[BEGIN Material for this exercise]

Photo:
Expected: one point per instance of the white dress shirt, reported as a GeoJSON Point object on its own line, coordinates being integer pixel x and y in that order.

[END Material for this exercise]
[BEGIN Material for this exercise]

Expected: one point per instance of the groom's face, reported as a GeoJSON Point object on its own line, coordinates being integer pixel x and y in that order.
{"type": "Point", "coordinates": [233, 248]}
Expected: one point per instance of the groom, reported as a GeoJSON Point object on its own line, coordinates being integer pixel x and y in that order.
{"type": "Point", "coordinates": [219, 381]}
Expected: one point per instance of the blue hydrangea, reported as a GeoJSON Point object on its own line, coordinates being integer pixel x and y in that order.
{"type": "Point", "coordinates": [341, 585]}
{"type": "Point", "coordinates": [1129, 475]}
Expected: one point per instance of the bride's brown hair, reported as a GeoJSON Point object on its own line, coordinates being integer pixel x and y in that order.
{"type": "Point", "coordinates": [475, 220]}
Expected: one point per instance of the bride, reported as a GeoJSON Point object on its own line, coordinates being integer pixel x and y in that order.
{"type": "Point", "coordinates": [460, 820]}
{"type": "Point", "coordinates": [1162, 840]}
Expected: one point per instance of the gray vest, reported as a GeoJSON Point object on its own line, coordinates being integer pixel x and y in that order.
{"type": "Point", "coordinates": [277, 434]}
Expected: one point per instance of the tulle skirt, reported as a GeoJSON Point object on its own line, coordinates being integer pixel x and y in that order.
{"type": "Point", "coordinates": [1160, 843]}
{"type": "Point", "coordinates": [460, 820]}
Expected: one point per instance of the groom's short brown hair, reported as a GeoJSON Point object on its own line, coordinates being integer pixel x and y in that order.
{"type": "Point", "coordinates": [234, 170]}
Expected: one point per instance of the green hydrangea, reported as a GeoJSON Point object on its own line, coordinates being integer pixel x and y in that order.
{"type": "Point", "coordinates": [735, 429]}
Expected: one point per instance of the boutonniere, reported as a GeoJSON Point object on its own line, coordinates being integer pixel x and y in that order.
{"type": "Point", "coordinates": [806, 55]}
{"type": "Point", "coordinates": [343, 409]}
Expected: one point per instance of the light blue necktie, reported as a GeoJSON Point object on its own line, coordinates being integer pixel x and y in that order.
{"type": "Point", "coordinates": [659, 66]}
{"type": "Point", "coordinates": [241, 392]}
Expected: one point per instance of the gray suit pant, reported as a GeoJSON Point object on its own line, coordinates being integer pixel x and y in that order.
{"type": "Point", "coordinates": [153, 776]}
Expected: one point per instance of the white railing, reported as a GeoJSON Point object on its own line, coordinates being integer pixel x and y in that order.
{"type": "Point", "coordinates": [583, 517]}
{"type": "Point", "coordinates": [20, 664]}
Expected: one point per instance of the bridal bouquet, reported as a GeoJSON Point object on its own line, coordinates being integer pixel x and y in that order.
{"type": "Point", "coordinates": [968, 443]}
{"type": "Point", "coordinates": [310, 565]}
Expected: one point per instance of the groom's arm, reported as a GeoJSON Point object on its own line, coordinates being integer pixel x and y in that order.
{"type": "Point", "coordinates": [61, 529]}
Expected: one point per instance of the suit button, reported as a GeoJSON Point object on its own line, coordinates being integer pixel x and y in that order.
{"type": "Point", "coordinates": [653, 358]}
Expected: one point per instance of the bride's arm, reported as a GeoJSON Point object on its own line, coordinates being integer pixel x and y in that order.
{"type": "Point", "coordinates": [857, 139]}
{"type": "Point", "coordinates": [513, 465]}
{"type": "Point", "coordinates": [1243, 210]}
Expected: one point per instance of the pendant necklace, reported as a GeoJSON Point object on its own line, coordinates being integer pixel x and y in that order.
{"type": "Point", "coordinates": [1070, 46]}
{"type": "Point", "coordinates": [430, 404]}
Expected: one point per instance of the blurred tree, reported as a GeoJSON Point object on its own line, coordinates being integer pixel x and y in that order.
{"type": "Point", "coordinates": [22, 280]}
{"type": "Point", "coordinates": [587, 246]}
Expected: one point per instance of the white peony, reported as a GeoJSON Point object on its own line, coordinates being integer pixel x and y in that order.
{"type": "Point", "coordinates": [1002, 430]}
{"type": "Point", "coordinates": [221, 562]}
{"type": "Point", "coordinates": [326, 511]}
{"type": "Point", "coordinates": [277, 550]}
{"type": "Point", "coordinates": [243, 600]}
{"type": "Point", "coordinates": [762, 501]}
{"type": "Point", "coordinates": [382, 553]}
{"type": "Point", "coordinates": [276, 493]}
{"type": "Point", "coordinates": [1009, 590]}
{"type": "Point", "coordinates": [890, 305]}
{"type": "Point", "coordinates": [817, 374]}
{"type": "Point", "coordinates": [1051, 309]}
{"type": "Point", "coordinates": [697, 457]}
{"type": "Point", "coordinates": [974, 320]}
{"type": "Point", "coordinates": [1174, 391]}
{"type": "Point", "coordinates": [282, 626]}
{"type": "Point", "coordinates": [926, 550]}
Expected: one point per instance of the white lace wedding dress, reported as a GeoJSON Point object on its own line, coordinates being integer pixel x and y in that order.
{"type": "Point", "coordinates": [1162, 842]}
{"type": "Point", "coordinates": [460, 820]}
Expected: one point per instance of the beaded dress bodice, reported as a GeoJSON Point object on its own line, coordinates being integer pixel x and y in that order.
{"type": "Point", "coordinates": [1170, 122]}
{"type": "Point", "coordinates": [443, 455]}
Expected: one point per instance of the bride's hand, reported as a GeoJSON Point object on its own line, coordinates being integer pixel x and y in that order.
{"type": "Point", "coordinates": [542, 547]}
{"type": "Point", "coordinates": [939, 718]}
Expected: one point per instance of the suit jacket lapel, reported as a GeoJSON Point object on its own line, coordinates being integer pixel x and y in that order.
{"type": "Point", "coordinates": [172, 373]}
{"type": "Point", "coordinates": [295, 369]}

[END Material for this exercise]
[BEGIN Material for this exercise]

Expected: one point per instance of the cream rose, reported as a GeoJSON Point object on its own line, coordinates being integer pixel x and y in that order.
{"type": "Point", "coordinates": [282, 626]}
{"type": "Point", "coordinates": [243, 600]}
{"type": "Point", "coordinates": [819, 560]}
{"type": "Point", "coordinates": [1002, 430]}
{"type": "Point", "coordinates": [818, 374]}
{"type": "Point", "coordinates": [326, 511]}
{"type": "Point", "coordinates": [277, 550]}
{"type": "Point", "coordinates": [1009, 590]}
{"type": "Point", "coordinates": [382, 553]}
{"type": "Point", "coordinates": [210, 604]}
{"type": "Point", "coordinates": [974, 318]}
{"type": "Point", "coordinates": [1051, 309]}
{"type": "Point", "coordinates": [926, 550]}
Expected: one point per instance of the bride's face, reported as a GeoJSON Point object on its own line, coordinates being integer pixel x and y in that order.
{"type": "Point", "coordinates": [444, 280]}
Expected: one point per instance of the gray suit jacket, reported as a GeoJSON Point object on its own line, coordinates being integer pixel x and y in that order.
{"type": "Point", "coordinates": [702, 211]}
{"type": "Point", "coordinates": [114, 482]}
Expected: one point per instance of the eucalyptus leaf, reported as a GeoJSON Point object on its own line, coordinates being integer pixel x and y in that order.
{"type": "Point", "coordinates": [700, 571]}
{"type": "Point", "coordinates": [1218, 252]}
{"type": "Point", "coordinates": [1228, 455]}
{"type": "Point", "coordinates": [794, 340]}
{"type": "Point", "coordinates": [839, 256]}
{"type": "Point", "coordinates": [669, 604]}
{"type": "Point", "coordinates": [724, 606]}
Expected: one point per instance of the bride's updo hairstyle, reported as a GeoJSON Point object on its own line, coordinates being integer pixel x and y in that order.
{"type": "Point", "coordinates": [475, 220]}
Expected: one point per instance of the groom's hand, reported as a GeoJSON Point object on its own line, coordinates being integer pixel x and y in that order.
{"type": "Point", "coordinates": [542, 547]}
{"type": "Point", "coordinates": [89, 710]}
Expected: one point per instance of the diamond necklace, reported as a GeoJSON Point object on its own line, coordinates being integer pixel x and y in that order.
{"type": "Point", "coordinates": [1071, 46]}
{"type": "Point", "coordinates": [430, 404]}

[END Material for this exercise]

* [The problem]:
From the records above, extract every line that contains the word "hand".

* [Written reply]:
Expected: one point per instance of the bride's hand, reported as a GeoJSON Point object on its own line, coordinates being integer pixel x and y in that order.
Expected: one point per instance of the groom's hand, reported as a GeoJSON Point object on its own line, coordinates being integer pixel x and y in that order.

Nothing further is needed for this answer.